Exercises to complete
1. In the pull request description about the undici TLS crash, duplicate the text from "#19463: fix: suppress" up to and including "process continues normally.".
2. According to the pull request description about the undici TLS crash, which Node and undici versions are affected?

Reading passage
============

#19463: fix: suppress undici TLS setSession crash instead of exiting
cli
size: M
Cluster:
Gateway Error Handling Improvements
## Summary
Suppresses the known undici TLS `setSession` null pointer crash (`TypeError: Cannot read properties of null (reading 'setSession')`) instead of killing the gateway process. The error is logged as a warning and the process continues normally.
## Problem
The gateway crashes when undici attempts TLS session resumption on a socket whose internal `_handle` has already been destroyed. This is a race condition in undici's HTTP/1.1 connection pool: when a TLS socket closes, undici immediately tries to reconnect via `_resume()`, calling `tls.connect()` with a cached session — but `this._handle` is already null.
This crash:
- Kills the gateway process (restart takes 2-5s depending on orchestrator)
- Drops all in-flight requests silently
- Disconnects IM channels (Telegram, Discord, etc.)
- Can trigger crash loops under heavy HTTPS traffic
Tracked in nodejs/undici#3869. Affects Node 22+ with undici 7.x.
## Why it's safe to suppress
- The socket was already closing — no in-flight data is lost
- undici creates a fresh connection on the next request automatically
- No application state is corrupted
- The error is purely in the connection lifecycle, not in request/response handling
## Changes
### `src/infra/unhandled-rejections.ts`
- **`isUndiciTlsSessionBug(err)`** — Narrowly detects this specific crash by checking:
1. Error is a `TypeError`
2. Message contains `reading 'setSession'`
3. Stack trace contains both `TLSSocket.setSession` AND `undici`
All three conditions required to avoid false positives.

============

Data section

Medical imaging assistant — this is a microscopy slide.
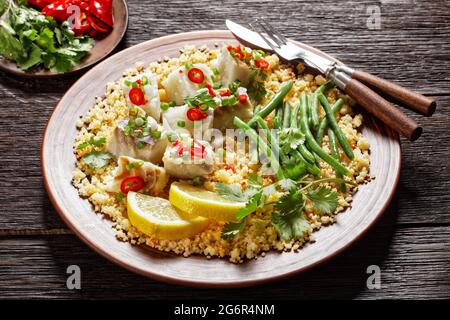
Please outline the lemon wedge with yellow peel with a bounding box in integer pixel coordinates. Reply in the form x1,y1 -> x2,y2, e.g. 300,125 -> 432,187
127,191 -> 208,240
169,182 -> 245,221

============

Responses by task
1.
#19463: fix: suppress undici TLS setSession crash instead of exiting
cli
size: M
Cluster:
Gateway Error Handling Improvements
## Summary
Suppresses the known undici TLS `setSession` null pointer crash (`TypeError: Cannot read properties of null (reading 'setSession')`) instead of killing the gateway process. The error is logged as a warning and the process continues normally.

2. Node 22+ with undici 7.x.